◆ **Stated task**
Pick out every line in the records that contains the string "neighboring" and copy each one in full. Only case-exact matches count.

%%

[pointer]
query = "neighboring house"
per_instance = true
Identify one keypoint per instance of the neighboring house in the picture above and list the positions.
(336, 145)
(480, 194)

%%

◆ **Solution for this task**
query = "neighboring house"
Identify one keypoint per instance of the neighboring house in the picture above and list the positions.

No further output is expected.